__SUPPLIED TEXT__
GNU Astronomy Utilities



7.4.7.1 MakeCatalog inputs and basic settings

MakeCatalog works by using a localized/labeled dataset (see MakeCatalog). This dataset maps/labels pixels to a specific target (row number in the final catalog) and is thus the only necessary input dataset to produce a minimal catalog in any situation. Because it only has labels/counters, it must have an integer type (see Numeric data types), see below if your labels are in a floating point container. When the requested measurements only need this dataset (for example, --geo-x, --geo-y, or --geo-area), MakeCatalog will not read any more datasets.

Low-level measurements that only use the labeled image are rarely sufficient for any high-level science case. Therefore necessary input datasets depend on the requested columns in each run. For example, let’s assume you want the brightness/magnitude and signal-to-noise ratio of your labeled regions. For these columns, you will also need to provide an extra dataset containing values for every pixel of the labeled input (to measure magnitude) and another for the Sky standard deviation (to measure error). All such auxiliary input files have to have the same size (number of pixels in each dimension) as the input labeled image. Their numeric data type is irrelevant (they will be converted to 32-bit floating point internally). For the full list of available measurements, see MakeCatalog measurements.

__JOBS__
a) In the MakeCatalog section, what numeric type must the labeled dataset have?
b) Decide whether each statement agrees with the MakeCatalog section, answering yes or no and quoting the deciding words: (i) Auxiliary input files may have a different number of pixels from the labeled image. (ii) Auxiliary inputs are converted to 32-bit floating point internally. (iii) Requesting only --geo-area makes MakeCatalog read additional datasets.
c) Please carry on with the MakeCatalog section from the point where it stops.

__DATA LISTING__

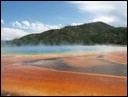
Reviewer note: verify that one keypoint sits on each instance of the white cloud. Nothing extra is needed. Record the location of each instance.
(105, 19)
(75, 24)
(35, 27)
(17, 24)
(104, 10)
(19, 29)
(2, 21)
(11, 33)
(26, 23)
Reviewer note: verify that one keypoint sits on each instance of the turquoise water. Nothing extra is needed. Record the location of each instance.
(43, 49)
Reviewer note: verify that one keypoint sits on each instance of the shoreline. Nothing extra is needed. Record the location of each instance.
(19, 79)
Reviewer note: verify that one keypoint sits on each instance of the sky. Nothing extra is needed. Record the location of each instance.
(19, 18)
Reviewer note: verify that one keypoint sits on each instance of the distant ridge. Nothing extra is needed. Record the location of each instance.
(86, 34)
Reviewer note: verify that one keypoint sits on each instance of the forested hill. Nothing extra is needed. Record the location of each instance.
(86, 34)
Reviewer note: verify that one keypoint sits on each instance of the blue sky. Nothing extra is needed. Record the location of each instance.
(47, 12)
(19, 18)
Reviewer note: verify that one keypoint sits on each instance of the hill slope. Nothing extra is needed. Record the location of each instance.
(86, 34)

__ANSWERS__
a) An integer type.

b)
(i) No: "All such auxiliary input files have to have the same size (number of pixels in each dimension) as the input labeled image."
(ii) Yes: "they will be converted to 32-bit floating point internally"
(iii) No: "When the requested measurements only need this dataset (for example, --geo-x, --geo-y, or --geo-area), MakeCatalog will not read any more datasets."

c)
The “values” dataset is used for measurements like brightness/magnitude, or flux-weighted positions. If it is a real image, by default it is assumed to be already Sky-subtracted prior to running MakeCatalog. If it is not, you use the --subtractsky option to, so MakeCatalog reads and subtracts the Sky dataset before any processing. To obtain the Sky value, you can use the --sky option of Statistics, but the best recommended method is NoiseChisel, see Sky value.

MakeCatalog can also do measurements on sub-structures of detections. In other words, it can produce two catalogs. Following the nomenclature of Segment (see Segment), the main labeled input dataset is known as “object” labels and the (optional) sub-structure input dataset is known as “clumps”. If MakeCatalog is run with the --clumpscat option, it will also need a labeled image containing clumps, similar to what Segment produces (see Segment output). Since clumps are defined within detected regions (they exist over signal, not noise), MakeCatalog uses their boundaries to subtract the level of signal under them.

There are separate options to explicitly request a file name and HDU/extension for each of the required input datasets as fully described below (with the --*file format). When each dataset is in a separate file, these options are necessary. However, one great advantage of the FITS file format (that is heavily used in astronomy) is that it allows the storage of multiple datasets in one file. So in most situations (for example, if you are using the outputs of NoiseChisel or Segment), all the necessary input datasets can be in one file.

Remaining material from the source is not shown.